**Work to complete**. Although the records include pictures, print only the rest, exactly as written.

Stored items from a collection
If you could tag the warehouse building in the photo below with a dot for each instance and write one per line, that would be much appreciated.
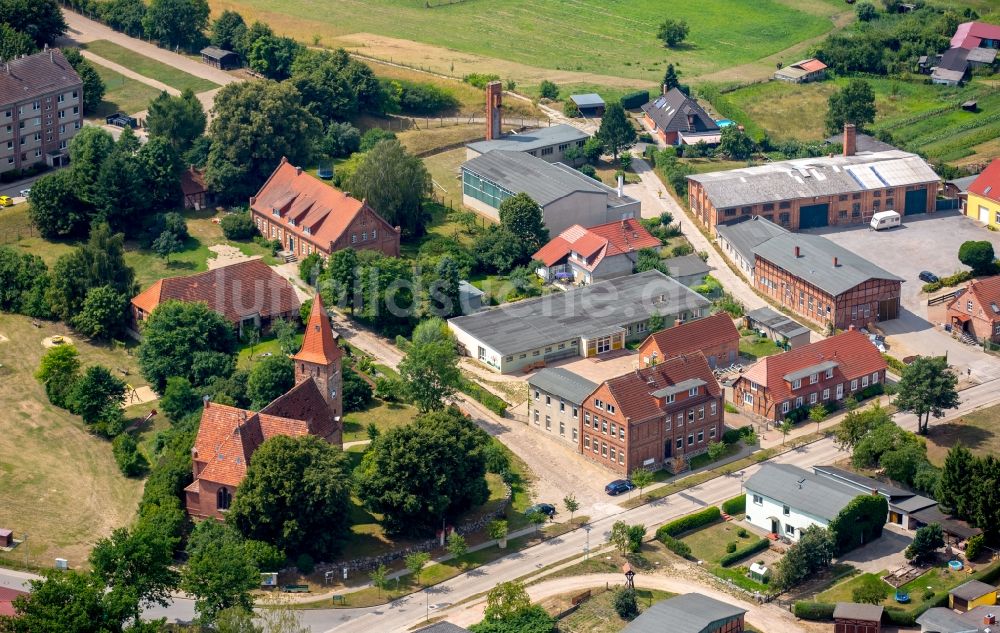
(587, 321)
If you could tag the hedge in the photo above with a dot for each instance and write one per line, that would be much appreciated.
(635, 99)
(736, 505)
(740, 554)
(677, 547)
(808, 610)
(690, 522)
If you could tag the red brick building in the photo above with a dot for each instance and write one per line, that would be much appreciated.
(814, 192)
(309, 216)
(247, 293)
(228, 436)
(715, 336)
(656, 417)
(825, 371)
(824, 282)
(975, 310)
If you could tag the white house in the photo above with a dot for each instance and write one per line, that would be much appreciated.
(785, 499)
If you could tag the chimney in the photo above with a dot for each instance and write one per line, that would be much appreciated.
(850, 139)
(494, 110)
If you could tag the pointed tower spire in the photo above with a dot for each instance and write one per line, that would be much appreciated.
(318, 345)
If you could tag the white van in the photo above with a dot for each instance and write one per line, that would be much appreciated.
(885, 220)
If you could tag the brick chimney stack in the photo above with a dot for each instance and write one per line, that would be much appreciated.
(494, 110)
(850, 139)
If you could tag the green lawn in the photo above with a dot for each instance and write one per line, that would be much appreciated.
(920, 117)
(148, 67)
(614, 38)
(122, 94)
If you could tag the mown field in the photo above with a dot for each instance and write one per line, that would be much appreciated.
(613, 37)
(920, 117)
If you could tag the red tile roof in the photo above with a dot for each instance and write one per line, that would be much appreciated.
(987, 184)
(633, 391)
(236, 291)
(325, 211)
(597, 242)
(852, 350)
(318, 344)
(696, 335)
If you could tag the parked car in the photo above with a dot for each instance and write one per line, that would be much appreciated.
(544, 508)
(619, 486)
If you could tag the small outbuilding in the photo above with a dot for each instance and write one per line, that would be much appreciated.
(851, 617)
(972, 594)
(589, 105)
(220, 58)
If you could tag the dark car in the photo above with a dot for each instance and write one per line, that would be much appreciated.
(619, 486)
(543, 508)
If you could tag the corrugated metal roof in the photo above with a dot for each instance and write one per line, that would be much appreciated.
(801, 490)
(563, 383)
(813, 177)
(531, 139)
(533, 323)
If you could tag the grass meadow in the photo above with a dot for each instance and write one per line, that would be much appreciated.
(614, 38)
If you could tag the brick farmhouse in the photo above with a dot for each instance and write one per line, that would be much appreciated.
(715, 336)
(975, 310)
(655, 417)
(814, 192)
(247, 293)
(309, 216)
(826, 371)
(228, 436)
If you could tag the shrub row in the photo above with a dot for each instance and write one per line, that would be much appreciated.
(677, 547)
(736, 505)
(690, 522)
(743, 552)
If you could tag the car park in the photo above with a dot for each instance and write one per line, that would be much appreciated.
(618, 486)
(542, 508)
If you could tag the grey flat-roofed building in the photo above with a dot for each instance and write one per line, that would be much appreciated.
(779, 328)
(739, 240)
(585, 321)
(814, 262)
(688, 613)
(690, 270)
(554, 398)
(567, 197)
(547, 143)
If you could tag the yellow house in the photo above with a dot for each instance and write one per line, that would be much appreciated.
(984, 196)
(971, 595)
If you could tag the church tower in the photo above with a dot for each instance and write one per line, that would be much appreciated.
(320, 358)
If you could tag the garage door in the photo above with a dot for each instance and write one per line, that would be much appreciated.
(813, 216)
(916, 201)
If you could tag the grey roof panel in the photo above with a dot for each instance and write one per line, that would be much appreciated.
(813, 177)
(563, 383)
(531, 139)
(533, 323)
(807, 492)
(686, 613)
(814, 264)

**Response box**.
If you could tag the warehouse building in the photo below with a dot for each instance and write one per line, that would be much appreciated.
(587, 321)
If you could tag the hedge in the photo above with a dot for each instance and write one per line, that would be much appreciated.
(635, 99)
(736, 505)
(740, 554)
(677, 547)
(808, 610)
(690, 522)
If you could tag the red brick building in the photo above with a dot for each instance and write one per line, that would be much appreciated.
(814, 192)
(309, 216)
(247, 293)
(228, 436)
(715, 336)
(656, 417)
(825, 371)
(824, 282)
(975, 310)
If you could tag the white house in the photo above with a dot for each instance and write one per line, that would be much appreciated.
(785, 499)
If you could tag the chimney in the photo above with a dot for each instance and write one per line, that would be much appreciated.
(850, 139)
(494, 110)
If you could tag the pointed tower spire in the photo above with a dot for each instance and write one per line, that would be much appreciated.
(318, 345)
If you could tag the white van in the photo above with a dot for each instance and write one per line, that would be much appreciated.
(885, 220)
If you could tag the brick chimney stack in the photo above with a dot for each instance and write one per line, that would be much appreciated.
(494, 110)
(850, 139)
If you could tag the green lawn in the photo above with a dot for each instance and write one per line, that would be much appreciated.
(920, 117)
(148, 67)
(614, 38)
(122, 94)
If you could tag the mown field in the photo above with a dot for each instance and write one per line, that would be much appreciated.
(613, 37)
(920, 117)
If you could tag the red tile roof in the photo above with a dot for each instance and write one per line, that would be much appreciated.
(987, 184)
(633, 391)
(236, 291)
(325, 211)
(597, 242)
(852, 350)
(318, 344)
(696, 335)
If you could tag the parked car in the photo above with a dot for each instance and write one per line, that would be much appreciated.
(544, 508)
(619, 486)
If you could tag the small outbuilding in the photo above with a dot for each instance and write one per line, that would be much appreciated.
(851, 617)
(972, 594)
(589, 105)
(220, 58)
If you could tag the dark car in the photo above with a dot for each instance and write one per line, that would be much appreciated.
(619, 486)
(543, 508)
If you could tag the corrugated metal roof in the photo above with a dot for each instance and write one per line, that would be much appreciated.
(801, 490)
(563, 383)
(813, 177)
(531, 139)
(533, 323)
If you could tag the grass meadow in the photo above with a dot for each instance and write one per line, that would be much appreciated.
(614, 38)
If you could tag the brick farmhouse in the photo above with a dot for each instance and write one per line, that would be much appreciated.
(715, 336)
(975, 310)
(655, 417)
(814, 192)
(247, 293)
(309, 216)
(826, 371)
(228, 436)
If you could tag the shrub row in the photo above with a dot for each instance and write one per line, that would be much appreciated.
(677, 547)
(736, 505)
(690, 522)
(743, 552)
If you could tag the car park in the photo above with a dot for each instance and write one per line, that would be much appreciated.
(618, 486)
(542, 508)
If you could tag the grey flat-roofed building in the photo above with a dot for each instance and write one per line, that would be much appreciated.
(779, 328)
(739, 240)
(585, 321)
(814, 262)
(688, 613)
(690, 270)
(554, 398)
(567, 197)
(547, 143)
If you could tag the yellow house in the photo above with a dot for each instance and write one per line, that would be much appreciated.
(984, 196)
(971, 595)
If you could tag the church tower in the photo above with a dot for each instance and write one per line, that would be much appreciated.
(320, 358)
If you could tag the garage door in the photo above with a dot for each instance and write one per line, that would be much appreciated.
(813, 216)
(916, 201)
If you could tag the grey roof panel in the photo above with a dot for each instance and write one per line, that would be much appreciated.
(813, 177)
(563, 383)
(531, 139)
(533, 323)
(807, 492)
(686, 613)
(814, 264)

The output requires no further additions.